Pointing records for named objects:
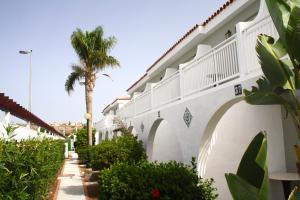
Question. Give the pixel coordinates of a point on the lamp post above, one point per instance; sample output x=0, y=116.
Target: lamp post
x=30, y=74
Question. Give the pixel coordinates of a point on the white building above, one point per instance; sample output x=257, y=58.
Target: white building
x=189, y=103
x=107, y=126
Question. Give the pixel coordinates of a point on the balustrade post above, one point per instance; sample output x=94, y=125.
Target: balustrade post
x=241, y=50
x=181, y=83
x=151, y=97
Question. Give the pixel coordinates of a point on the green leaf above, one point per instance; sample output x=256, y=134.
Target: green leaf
x=280, y=13
x=251, y=180
x=240, y=189
x=249, y=166
x=293, y=30
x=295, y=194
x=270, y=62
x=264, y=94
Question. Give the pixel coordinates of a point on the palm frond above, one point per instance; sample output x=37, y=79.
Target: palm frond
x=79, y=44
x=76, y=75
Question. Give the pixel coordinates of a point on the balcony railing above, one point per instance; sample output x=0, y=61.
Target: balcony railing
x=216, y=66
x=220, y=64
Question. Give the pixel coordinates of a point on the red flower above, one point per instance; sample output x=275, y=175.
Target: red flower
x=155, y=193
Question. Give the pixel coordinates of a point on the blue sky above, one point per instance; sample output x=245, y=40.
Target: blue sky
x=144, y=29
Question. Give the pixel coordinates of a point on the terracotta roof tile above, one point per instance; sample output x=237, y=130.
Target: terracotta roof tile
x=120, y=98
x=9, y=105
x=222, y=8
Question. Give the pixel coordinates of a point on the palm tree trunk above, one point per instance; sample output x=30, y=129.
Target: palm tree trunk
x=89, y=110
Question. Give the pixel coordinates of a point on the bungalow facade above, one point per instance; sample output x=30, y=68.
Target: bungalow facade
x=189, y=103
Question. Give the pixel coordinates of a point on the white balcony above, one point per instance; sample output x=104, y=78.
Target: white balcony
x=218, y=65
x=229, y=60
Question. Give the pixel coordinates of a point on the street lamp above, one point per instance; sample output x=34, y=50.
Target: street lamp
x=30, y=71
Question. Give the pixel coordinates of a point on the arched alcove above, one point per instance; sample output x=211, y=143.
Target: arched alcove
x=229, y=132
x=163, y=144
x=132, y=130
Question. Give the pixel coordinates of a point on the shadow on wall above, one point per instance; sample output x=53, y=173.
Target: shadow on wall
x=162, y=144
x=132, y=130
x=227, y=136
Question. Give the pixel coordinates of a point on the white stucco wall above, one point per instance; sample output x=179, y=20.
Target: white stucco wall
x=232, y=135
x=165, y=145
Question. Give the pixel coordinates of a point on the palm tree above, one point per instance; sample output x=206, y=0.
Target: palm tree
x=93, y=52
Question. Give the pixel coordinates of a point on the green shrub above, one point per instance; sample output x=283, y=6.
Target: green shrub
x=164, y=181
x=81, y=144
x=124, y=148
x=28, y=168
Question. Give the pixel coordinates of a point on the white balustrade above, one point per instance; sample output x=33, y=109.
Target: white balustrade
x=249, y=40
x=167, y=90
x=143, y=102
x=216, y=66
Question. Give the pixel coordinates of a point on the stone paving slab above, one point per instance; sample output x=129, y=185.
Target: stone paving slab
x=71, y=187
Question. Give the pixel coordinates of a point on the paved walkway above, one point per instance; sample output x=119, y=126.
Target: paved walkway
x=71, y=187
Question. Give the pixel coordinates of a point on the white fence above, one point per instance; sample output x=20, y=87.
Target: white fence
x=217, y=66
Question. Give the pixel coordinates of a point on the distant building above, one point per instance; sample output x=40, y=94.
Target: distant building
x=67, y=128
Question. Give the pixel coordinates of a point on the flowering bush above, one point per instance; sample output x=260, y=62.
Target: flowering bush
x=144, y=180
x=124, y=148
x=28, y=168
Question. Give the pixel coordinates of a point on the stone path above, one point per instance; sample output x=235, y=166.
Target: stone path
x=71, y=187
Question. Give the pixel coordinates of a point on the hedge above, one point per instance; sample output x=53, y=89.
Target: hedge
x=145, y=181
x=123, y=148
x=28, y=168
x=81, y=144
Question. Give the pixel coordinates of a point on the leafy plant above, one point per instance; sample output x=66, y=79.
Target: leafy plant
x=144, y=180
x=10, y=129
x=81, y=144
x=93, y=52
x=280, y=61
x=28, y=168
x=251, y=180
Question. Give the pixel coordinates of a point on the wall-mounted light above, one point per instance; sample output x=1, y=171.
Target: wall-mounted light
x=228, y=34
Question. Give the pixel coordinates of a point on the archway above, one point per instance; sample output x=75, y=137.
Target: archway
x=163, y=144
x=228, y=134
x=132, y=130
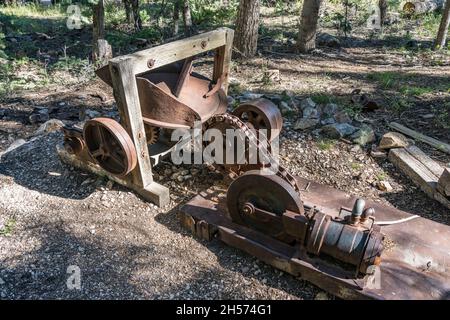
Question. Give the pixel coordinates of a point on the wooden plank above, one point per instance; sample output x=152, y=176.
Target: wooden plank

What is being asked
Duplicate all of the entries above verbatim, leaving the pictures out of the output.

Written answer
Question. Give the pixel coordinates of a point on the lamp post above, one point per instance; sample output x=0, y=116.
Target: lamp post
x=30, y=74
Question. Give the pixel coordinates of a point on the white building above, one point per instance; sample output x=257, y=58.
Target: white building
x=189, y=103
x=107, y=126
Question. Give the pixel coordinates of a point on the balustrade post above, one point per instance; sample output x=94, y=125.
Target: balustrade post
x=241, y=50
x=181, y=83
x=151, y=97
Question. Give the pixel coordinates of a point on the green leaf above, one point per instance; sample output x=256, y=134.
Target: green leaf
x=280, y=13
x=251, y=180
x=240, y=189
x=249, y=166
x=293, y=30
x=295, y=194
x=270, y=62
x=264, y=94
Question. Give the pixel coordinates of a point on the palm frond above, one point per instance; sample output x=37, y=79.
Target: palm frond
x=79, y=44
x=76, y=75
Question. Give the pixel coordinates of a point on the balcony railing above, one point per instance; sample output x=0, y=61.
Target: balcony railing
x=216, y=66
x=220, y=64
Question. Give the pixel coordinates of a point on the red flower above, one point per instance; sample output x=275, y=175.
Target: red flower
x=155, y=193
Question. Give the pixel coordinates of a point on the blue sky above, one point per instance; sample output x=245, y=40.
Target: blue sky
x=144, y=29
Question. Give the pixel coordinates of a point on the terracotta roof tile above, one point per instance; sample output x=237, y=130.
Target: terracotta roof tile
x=120, y=98
x=9, y=105
x=222, y=8
Question. Give the pixel coordinates of a point on the palm tree trunk above, one point per instance; sample output x=30, y=129.
Target: palm tree trunk
x=89, y=110
Question. Give the pixel coordinates of a point on the bungalow facade above, one point per instance; sample output x=30, y=68.
Target: bungalow facade
x=189, y=103
Question. Give the pixel coordinates of a point on the white balcony above, one point per instance; sample output x=104, y=78.
Target: white balcony
x=218, y=65
x=229, y=60
Question. Give the pixel coordinates of a point on the street lamp above, one point per instance; sample output x=34, y=50.
Target: street lamp
x=30, y=71
Question. Give the pixel coordinates of a point on the arched alcove above, one point per instance; sample output x=211, y=143.
Target: arched alcove
x=229, y=132
x=163, y=144
x=132, y=130
Question. Give the pixel coordinates of a point on the shadow on wall above, one point per instance; sample output x=53, y=173.
Target: shadow on wall
x=162, y=144
x=132, y=130
x=227, y=136
Question. Give the pixel coordinates of a point on the white stucco wall above, one point per instance; sample output x=179, y=20.
Target: white stucco wall
x=232, y=135
x=165, y=145
Question. Give the pixel coordinates of a point on the palm tree above, one point per instance; sample output x=206, y=0.
Target: palm tree
x=93, y=52
Question. Give the pixel coordinates of a point on the green shrub above, one point per instance; sample output x=283, y=6.
Target: green shrub
x=164, y=181
x=81, y=144
x=124, y=148
x=28, y=168
Question. Give the pixel coordinates of a point on the white balustrade above, one point per instance; sample output x=33, y=109.
Target: white balustrade
x=249, y=40
x=167, y=90
x=143, y=102
x=216, y=66
Question. Give the pixel coordinates of a point on the stone paving slab above, one point per instance; sample output x=129, y=185.
Target: stone paving slab
x=71, y=187
Question. Give the pixel coordinates of a point on the paved walkway above, one point per instance; sample output x=119, y=126.
Target: paved walkway
x=71, y=187
Question. Give the pixel coordinates of a point on the white fence above, one point per instance; sample output x=20, y=87.
Target: white fence
x=217, y=66
Question. Give the pixel coordinates of a point on the distant building above, one point per instance; sample output x=40, y=94.
Target: distant building
x=67, y=128
Question. Give the pixel coordinates of a point on the flowering bush above, one point per instance; sample output x=260, y=62.
Target: flowering bush
x=144, y=180
x=124, y=148
x=28, y=168
Question. Give the pixel coordinates of a point on the stone path above, one point per instance; sample output x=235, y=166.
Target: stone path
x=71, y=187
Question. Give the pixel coordinates of a point on the hedge above, one point per instance; sample output x=53, y=89.
Target: hedge
x=145, y=181
x=123, y=148
x=28, y=168
x=81, y=144
Question. Give the pixel coordinates of a point on the leafy plant above, one point per instance; sample output x=66, y=79.
Target: leafy plant
x=144, y=180
x=10, y=129
x=81, y=144
x=93, y=52
x=280, y=61
x=28, y=168
x=251, y=180
Question. Give the pixel coordinates of a point on the wall-mounted light above, one point per instance; sample output x=1, y=171.
Target: wall-mounted light
x=228, y=34
Question. Give the pixel coordinates of a point on the archway above, one point per instance; sample output x=75, y=137.
Target: archway
x=163, y=144
x=228, y=134
x=132, y=130
Question. Give the pixel coordinates of a point on the wooden plank above, one point per instance; sample output x=152, y=176.
Target: wooden plank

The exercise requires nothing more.